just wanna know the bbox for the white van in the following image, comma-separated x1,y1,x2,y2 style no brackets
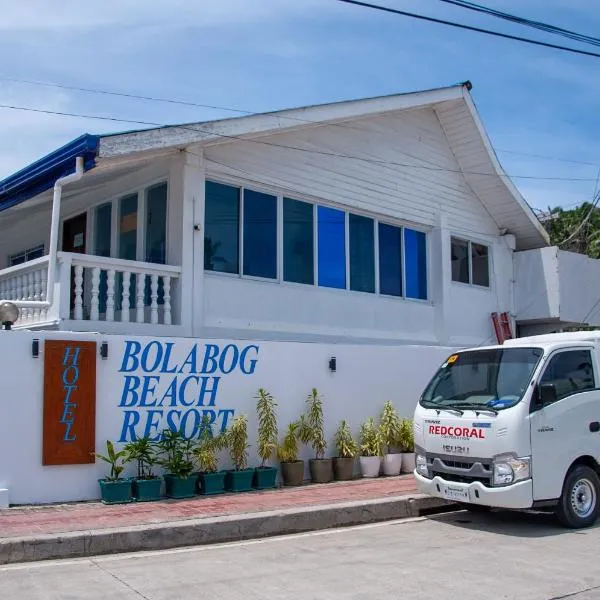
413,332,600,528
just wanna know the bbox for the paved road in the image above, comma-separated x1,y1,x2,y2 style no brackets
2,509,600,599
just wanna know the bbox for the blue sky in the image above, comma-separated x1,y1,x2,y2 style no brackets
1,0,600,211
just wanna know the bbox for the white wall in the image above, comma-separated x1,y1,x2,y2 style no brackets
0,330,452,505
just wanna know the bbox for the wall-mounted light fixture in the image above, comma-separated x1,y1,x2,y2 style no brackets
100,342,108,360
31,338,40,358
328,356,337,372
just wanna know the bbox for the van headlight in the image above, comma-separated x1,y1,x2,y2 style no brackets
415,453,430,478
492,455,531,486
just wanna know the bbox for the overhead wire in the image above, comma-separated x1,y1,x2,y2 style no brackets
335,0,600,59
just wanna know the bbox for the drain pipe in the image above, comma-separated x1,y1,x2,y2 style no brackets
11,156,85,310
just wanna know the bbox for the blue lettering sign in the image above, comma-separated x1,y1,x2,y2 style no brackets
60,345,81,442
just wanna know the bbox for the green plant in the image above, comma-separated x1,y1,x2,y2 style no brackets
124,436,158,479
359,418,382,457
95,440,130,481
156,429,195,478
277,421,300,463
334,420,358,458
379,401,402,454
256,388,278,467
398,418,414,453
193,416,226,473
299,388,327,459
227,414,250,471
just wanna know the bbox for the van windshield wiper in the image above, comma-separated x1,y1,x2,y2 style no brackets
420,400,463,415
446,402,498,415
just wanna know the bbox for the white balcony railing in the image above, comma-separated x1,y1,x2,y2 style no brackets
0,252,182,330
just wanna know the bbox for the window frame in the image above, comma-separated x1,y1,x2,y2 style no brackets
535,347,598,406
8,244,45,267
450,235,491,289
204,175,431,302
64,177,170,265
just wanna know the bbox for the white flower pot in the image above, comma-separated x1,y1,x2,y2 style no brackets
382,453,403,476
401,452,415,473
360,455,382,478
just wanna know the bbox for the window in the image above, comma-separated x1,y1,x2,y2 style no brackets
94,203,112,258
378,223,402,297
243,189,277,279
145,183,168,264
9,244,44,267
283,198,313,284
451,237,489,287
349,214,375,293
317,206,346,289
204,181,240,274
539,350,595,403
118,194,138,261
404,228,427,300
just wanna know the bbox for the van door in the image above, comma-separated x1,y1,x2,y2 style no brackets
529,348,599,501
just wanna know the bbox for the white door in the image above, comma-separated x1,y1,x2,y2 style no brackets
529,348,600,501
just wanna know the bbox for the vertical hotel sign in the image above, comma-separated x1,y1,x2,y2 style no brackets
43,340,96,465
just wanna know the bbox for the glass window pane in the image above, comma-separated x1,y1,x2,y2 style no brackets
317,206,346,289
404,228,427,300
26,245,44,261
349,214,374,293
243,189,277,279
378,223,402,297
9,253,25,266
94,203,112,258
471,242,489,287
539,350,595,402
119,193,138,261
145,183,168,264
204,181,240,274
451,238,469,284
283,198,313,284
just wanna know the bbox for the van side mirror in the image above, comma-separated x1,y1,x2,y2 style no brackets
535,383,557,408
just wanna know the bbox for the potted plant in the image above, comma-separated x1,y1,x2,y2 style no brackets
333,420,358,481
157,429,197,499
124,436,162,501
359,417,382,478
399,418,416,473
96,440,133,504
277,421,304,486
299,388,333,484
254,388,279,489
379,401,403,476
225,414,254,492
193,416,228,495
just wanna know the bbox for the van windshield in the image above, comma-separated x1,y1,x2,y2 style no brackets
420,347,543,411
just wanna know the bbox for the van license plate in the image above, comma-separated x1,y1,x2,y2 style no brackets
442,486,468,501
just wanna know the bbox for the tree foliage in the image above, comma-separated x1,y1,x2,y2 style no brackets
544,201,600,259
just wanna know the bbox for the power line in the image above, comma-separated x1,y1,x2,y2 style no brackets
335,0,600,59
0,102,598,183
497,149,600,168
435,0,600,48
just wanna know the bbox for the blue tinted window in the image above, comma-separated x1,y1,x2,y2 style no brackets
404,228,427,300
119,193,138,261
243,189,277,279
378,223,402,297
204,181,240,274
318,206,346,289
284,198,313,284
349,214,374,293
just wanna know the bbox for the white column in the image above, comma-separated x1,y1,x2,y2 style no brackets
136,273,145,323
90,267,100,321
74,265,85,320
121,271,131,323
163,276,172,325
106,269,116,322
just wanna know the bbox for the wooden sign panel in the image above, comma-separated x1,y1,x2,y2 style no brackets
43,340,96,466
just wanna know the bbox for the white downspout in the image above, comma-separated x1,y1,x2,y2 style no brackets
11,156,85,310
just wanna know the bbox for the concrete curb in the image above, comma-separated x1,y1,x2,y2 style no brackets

——

EXERCISE PROMPT: Your answer is to contain exactly the lines from the one holding "just wanna know the bbox for the wooden" to the end of the entries, with no other line.

RESULT OF THE TASK:
just wanna know the bbox for the wooden sign panel in the image above, comma-separated x1,y1,x2,y2 style no brackets
43,340,96,466
just wanna know the bbox for the white downspout in the image above, comma-separated x1,y1,x2,y2 style no brackets
11,156,85,310
just wanna know the bbox for the concrete curb in the image above, comma-separated x1,y1,x2,y2 style no brackets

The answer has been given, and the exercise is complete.